▶ [TEXTO DE LECTURA]:

----------

LAS DECISIONES DE TRUMP

Pese a su incoherencia, cuestiona la ya vieja manera de llevar los asuntos bélicos en el Oriente Medio

 

El pasado 19 de diciembre, Donald Trump anunció por Twitter que las tropas norteamericanas desplegadas en Siria serían retiradas. “Hemos ganado contra ISIS”, anotició y su secretaria de prensa, Sarah Sanders, comunicó que el repliegue ya había comenzado y que duraría 30 días.

Las reacciones negativas fueron inmediatas. En rápida e incompleta enumeración puede decirse que hubo varios senadores que manifestaron públicamente su desacuerdo. Entre otros, los republicanos Mitch McConnell, líder de ese partido en el Senado y Lindsay Graham (compañero de golf del Presidente). También lo hizo Nancy Pelosi —jefa del bloque demócrata— quien calificó la medida de apresurada y sugirió que el Presidente había actuado más bien por “objetivos personales o políticos” antes que movido por la seguridad y el interés nacionales.  En el ámbito militar, el general Joseph Votel, jefe del Comando Central (Centcom) de los Estados Unidos, criticó la decisión y expresó preocupación por la situación de debilidad en que quedaban los combatientes kurdos.

 

El callejón sin salida sirio.

 

Desde el exterior llegó, entre otras, la voz del presidente de Francia, Emmanuel Macron, que manifestó “hallarse profundamente decepcionado por la decisión sobre Siria”. Por otra parte, hubo una lluvia de columnas periodísticas críticas.

Al día siguiente The New York Times publicó una nota firmada por los periodistas Thomas Gibbons-Neff y Mujib Mashad, que difundió información oficial del Departamento de Defensa que indicaba que serían retirados la mitad de los efectivos destacados en Afganistán: 7.000 sobre un total de 14.000.

----------

▶ [CONSIGNA]:
Continúa el texto sobre las decisiones de Trump en Oriente Medio a partir de su última oración. Los registros no guardan relación alguna con el texto sobre las decisiones de Trump.

▶ [Entradas de datos guardadas]:
----------

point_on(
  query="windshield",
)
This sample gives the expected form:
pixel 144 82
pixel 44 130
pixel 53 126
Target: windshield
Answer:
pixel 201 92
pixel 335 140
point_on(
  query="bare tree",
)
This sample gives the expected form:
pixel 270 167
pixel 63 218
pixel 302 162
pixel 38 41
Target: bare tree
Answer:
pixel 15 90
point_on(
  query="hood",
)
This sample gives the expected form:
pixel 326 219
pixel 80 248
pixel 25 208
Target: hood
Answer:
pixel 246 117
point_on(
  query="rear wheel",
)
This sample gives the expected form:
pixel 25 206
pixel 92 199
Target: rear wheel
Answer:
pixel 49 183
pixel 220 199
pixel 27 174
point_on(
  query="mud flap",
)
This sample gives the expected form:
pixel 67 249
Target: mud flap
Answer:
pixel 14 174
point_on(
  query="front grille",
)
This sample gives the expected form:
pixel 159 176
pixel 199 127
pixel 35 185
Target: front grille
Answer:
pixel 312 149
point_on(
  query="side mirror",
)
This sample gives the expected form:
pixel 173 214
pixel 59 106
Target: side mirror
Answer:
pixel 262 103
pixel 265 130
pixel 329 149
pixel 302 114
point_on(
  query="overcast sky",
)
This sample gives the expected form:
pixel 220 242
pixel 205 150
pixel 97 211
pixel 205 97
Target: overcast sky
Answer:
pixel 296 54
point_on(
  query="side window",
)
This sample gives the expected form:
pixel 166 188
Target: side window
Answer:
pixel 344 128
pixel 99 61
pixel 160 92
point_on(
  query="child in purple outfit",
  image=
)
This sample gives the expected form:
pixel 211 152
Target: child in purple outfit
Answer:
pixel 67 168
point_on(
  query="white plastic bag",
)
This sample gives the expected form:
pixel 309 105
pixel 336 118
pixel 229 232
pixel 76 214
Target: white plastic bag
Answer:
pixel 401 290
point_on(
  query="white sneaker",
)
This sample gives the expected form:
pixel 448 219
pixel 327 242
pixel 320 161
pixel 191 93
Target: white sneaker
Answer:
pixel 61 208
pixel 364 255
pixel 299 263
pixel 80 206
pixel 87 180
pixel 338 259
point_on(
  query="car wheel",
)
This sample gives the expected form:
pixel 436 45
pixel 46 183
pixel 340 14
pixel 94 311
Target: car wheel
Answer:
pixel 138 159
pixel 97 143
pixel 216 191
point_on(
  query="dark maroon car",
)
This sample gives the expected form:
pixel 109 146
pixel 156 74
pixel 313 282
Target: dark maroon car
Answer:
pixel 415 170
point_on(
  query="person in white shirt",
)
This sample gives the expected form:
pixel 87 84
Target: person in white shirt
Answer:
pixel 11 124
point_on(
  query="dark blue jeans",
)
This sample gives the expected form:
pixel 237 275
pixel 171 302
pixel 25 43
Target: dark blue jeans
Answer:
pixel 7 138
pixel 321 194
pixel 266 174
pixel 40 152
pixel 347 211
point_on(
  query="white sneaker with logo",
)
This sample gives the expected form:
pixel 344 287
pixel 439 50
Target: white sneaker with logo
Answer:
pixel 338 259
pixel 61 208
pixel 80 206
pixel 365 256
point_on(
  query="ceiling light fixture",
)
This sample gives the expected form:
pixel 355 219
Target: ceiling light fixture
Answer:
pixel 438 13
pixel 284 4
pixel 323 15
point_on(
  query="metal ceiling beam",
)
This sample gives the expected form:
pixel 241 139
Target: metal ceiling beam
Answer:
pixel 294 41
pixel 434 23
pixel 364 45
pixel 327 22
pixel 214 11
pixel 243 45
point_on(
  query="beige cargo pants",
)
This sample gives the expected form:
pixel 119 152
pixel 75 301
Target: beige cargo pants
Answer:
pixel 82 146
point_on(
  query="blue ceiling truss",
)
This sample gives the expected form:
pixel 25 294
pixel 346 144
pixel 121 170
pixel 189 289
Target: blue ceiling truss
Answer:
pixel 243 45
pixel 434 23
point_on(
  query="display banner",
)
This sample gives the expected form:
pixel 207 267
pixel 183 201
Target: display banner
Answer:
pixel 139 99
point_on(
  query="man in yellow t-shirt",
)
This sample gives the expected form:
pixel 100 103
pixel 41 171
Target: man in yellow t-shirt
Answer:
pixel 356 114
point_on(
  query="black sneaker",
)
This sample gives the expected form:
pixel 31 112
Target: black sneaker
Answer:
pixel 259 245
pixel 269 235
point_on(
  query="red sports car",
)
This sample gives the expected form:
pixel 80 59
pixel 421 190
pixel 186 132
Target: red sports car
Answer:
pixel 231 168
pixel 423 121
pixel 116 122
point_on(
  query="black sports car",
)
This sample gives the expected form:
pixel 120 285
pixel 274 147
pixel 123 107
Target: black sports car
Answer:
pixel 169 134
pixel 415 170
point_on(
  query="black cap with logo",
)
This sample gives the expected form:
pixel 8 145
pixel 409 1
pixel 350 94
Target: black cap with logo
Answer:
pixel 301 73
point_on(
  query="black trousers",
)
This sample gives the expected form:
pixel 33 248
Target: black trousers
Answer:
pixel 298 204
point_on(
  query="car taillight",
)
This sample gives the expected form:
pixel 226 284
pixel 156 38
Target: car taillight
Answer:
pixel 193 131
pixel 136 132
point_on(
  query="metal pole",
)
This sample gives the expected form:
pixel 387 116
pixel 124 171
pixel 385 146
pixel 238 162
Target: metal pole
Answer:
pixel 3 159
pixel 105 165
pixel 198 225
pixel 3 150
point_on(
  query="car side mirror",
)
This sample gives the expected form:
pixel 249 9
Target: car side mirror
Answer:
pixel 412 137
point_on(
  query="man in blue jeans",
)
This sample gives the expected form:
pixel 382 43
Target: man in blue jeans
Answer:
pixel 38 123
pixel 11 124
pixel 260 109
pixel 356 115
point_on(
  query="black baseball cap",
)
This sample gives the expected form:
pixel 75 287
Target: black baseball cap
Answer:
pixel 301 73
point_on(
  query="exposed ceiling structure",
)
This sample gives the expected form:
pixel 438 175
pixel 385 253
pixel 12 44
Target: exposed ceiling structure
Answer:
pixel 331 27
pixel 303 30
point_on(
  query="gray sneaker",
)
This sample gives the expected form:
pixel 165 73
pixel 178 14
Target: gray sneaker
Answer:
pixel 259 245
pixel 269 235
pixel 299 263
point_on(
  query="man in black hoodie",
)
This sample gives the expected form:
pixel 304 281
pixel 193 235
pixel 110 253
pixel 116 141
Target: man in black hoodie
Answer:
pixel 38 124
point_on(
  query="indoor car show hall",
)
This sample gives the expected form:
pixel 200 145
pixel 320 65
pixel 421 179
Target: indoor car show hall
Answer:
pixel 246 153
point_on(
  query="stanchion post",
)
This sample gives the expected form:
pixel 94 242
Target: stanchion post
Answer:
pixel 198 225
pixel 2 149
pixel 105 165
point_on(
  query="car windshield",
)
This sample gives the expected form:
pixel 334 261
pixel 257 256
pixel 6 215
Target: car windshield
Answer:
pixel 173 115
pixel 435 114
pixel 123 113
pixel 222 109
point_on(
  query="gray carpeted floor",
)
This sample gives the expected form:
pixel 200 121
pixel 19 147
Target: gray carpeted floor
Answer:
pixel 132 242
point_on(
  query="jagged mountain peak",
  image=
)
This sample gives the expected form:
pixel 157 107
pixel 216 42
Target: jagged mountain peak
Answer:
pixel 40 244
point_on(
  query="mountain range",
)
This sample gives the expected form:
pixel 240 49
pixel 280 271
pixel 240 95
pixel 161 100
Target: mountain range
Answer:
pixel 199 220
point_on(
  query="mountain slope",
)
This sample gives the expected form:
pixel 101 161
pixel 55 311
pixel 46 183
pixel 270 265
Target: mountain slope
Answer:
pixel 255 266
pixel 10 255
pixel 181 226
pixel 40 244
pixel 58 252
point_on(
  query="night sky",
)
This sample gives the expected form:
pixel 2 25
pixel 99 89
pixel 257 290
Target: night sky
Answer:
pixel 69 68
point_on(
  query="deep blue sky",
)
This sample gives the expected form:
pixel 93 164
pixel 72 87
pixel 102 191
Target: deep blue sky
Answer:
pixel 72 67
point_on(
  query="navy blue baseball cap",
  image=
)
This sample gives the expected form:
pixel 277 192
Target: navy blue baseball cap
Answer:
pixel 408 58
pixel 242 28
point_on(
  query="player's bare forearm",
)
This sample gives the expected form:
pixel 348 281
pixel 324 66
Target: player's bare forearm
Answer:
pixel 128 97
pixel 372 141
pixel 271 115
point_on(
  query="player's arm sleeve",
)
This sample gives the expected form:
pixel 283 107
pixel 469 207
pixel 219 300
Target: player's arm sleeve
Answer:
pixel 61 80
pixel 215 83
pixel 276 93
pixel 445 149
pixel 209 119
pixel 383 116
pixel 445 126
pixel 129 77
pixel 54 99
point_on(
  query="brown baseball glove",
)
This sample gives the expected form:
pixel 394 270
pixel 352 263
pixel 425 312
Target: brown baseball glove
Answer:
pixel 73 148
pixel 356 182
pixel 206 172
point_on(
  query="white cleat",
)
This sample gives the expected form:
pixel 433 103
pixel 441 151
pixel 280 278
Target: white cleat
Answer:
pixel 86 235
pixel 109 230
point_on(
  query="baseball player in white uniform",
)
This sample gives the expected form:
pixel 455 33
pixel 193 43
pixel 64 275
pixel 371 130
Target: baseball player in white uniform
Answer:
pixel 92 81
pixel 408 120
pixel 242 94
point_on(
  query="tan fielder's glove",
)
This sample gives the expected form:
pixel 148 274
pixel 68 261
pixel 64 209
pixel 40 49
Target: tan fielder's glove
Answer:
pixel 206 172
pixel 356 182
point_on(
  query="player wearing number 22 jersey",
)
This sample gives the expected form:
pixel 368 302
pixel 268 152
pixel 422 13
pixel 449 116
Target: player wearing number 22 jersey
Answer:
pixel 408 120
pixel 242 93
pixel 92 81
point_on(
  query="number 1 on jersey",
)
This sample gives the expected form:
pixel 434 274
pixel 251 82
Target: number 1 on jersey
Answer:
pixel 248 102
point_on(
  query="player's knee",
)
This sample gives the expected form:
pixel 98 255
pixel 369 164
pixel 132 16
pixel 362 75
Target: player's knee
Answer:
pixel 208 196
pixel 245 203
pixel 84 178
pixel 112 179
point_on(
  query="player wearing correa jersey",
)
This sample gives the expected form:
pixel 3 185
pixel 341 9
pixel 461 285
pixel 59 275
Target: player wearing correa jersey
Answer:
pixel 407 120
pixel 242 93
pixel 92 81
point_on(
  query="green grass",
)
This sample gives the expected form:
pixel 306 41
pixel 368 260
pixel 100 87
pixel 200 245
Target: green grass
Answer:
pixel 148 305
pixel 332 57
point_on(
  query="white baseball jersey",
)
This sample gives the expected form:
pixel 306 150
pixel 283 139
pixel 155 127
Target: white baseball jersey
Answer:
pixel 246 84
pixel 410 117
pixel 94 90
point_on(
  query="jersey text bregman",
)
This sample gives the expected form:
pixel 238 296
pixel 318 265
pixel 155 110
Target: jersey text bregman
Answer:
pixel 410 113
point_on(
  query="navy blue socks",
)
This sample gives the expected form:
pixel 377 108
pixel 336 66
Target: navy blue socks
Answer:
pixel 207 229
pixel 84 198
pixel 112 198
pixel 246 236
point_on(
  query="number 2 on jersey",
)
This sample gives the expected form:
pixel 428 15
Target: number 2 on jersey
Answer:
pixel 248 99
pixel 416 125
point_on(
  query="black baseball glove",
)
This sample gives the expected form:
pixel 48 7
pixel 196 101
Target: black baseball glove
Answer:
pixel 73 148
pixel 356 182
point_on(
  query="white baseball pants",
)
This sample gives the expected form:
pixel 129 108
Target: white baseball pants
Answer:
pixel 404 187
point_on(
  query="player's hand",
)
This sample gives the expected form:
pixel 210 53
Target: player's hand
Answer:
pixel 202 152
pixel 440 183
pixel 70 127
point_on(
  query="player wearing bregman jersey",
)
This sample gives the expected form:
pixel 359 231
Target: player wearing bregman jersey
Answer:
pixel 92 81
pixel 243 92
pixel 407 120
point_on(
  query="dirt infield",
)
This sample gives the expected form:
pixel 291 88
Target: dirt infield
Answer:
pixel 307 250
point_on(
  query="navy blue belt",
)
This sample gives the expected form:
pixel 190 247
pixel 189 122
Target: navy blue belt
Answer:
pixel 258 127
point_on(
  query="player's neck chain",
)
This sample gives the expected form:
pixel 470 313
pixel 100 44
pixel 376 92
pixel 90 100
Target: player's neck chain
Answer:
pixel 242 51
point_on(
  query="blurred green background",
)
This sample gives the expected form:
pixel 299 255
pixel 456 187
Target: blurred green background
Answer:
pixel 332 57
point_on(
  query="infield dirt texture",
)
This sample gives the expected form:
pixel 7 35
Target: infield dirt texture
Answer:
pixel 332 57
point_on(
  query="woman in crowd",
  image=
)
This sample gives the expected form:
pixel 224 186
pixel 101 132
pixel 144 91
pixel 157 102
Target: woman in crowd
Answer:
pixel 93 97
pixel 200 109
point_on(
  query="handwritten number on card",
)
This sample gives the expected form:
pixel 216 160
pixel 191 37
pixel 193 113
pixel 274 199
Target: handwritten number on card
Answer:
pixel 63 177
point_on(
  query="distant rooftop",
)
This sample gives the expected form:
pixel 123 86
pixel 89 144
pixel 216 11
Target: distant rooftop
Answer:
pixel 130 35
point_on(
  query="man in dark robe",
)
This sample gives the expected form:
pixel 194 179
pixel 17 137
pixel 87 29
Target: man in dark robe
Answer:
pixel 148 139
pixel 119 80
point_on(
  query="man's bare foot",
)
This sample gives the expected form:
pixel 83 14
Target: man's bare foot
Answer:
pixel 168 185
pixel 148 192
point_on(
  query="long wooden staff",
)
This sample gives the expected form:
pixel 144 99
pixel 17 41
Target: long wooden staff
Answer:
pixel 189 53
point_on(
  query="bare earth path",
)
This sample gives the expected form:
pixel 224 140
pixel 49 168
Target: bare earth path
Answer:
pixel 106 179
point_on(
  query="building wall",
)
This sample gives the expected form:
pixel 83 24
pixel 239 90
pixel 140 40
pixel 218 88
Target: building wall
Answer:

----------

▶ [RESULTADO DEL EJERCICIO]:
En este marco, el general Jim Mattis, secretario de Defensa, presentó su renuncia, postdatada a fines de febrero, para asistir a una importante reunión que para esas fechas deberá realizar la OTAN. Trump la aceptó inicialmente y hasta le dispensó algún elogio al general. Obviamente no la había leído. Probablemente advertido por algún ayudante, captó la onda del Perro Loco –este es su apodo en el Ejército— y lo fulminó. Cambió su decisión primera y lo exoneró prácticamente de inmediato.

¿Qué dijo Mattis en su carta de renuncia? “Siempre he sostenido que nuestra fuerza como Nación está inextricablemente ligada a nuestro único y comprensivo sistema de alianzas y asociaciones. […] no podemos defender nuestros intereses fuera de fuertes alianzas y sin mostrar respeto por nuestros aliados”, escribió. Es explícito al resaltar el valor de las alianzas e inequívocamente drástico al sostener que sin ellas no se puede defender el interés nacional: dispara así, con sutileza, munición gruesa contra el Presidente. Abunda luego sobre la importancia de tratar bien a los socios: “Las 29 democracias que integran la OTAN demostraron fortaleza en su cometido de combatir junto a nosotros luego del ataque del  9/11. La coalición de 74 naciones [formada] para derrotar  a ISIS es una prueba más”.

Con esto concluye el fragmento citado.